◆ EXERCISE BRIEF ◆
Reproduce, please, only the lines from the first line below to the line containing "green leaf, each", inclusive.

◆ DATA SUPPLIED ◆

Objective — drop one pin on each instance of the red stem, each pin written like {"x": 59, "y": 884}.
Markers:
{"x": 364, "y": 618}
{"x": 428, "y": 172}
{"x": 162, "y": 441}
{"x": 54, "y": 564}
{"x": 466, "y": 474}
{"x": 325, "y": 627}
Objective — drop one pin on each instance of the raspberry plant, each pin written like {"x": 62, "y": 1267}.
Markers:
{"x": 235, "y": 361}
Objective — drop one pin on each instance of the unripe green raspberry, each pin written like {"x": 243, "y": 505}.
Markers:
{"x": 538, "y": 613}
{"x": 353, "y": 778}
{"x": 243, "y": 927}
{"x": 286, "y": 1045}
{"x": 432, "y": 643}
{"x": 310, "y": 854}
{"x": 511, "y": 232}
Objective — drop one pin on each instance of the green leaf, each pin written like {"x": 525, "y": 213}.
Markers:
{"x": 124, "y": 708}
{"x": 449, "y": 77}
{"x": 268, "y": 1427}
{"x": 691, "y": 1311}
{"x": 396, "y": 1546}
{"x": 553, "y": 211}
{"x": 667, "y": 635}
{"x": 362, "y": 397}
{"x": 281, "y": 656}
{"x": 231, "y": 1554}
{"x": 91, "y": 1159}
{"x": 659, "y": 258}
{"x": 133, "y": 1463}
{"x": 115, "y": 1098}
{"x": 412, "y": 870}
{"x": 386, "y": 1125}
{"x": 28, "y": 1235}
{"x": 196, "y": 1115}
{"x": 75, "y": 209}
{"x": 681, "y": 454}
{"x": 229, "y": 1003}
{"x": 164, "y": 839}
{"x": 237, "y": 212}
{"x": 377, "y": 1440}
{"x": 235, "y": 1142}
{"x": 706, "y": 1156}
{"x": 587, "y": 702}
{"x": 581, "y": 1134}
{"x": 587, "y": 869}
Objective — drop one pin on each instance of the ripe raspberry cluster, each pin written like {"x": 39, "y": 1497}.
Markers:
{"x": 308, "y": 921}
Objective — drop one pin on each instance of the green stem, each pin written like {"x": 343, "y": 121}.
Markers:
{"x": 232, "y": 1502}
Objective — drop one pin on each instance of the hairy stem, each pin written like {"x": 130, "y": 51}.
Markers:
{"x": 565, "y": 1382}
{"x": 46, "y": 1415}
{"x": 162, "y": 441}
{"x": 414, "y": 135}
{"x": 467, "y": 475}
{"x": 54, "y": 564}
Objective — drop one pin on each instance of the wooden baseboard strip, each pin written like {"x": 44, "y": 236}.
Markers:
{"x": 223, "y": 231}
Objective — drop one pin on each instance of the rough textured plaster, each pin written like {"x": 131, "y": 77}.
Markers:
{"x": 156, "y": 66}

◆ ANSWER SECTION ◆
Objective — drop one pin on each instance of the red stem, each pin written like {"x": 59, "y": 884}.
Markers:
{"x": 364, "y": 618}
{"x": 428, "y": 172}
{"x": 162, "y": 441}
{"x": 54, "y": 564}
{"x": 466, "y": 474}
{"x": 325, "y": 627}
Objective — drop one pin on each instance of the raspberry plant, each pin written like {"x": 62, "y": 1267}.
Markers:
{"x": 235, "y": 361}
Objective — drop one pin on each instance of the unripe green raspberry, each pin written like {"x": 243, "y": 505}.
Markers:
{"x": 538, "y": 613}
{"x": 353, "y": 778}
{"x": 243, "y": 927}
{"x": 286, "y": 1045}
{"x": 432, "y": 643}
{"x": 310, "y": 854}
{"x": 511, "y": 232}
Objective — drop one pin on each instance of the green leaf, each pin written like {"x": 525, "y": 213}.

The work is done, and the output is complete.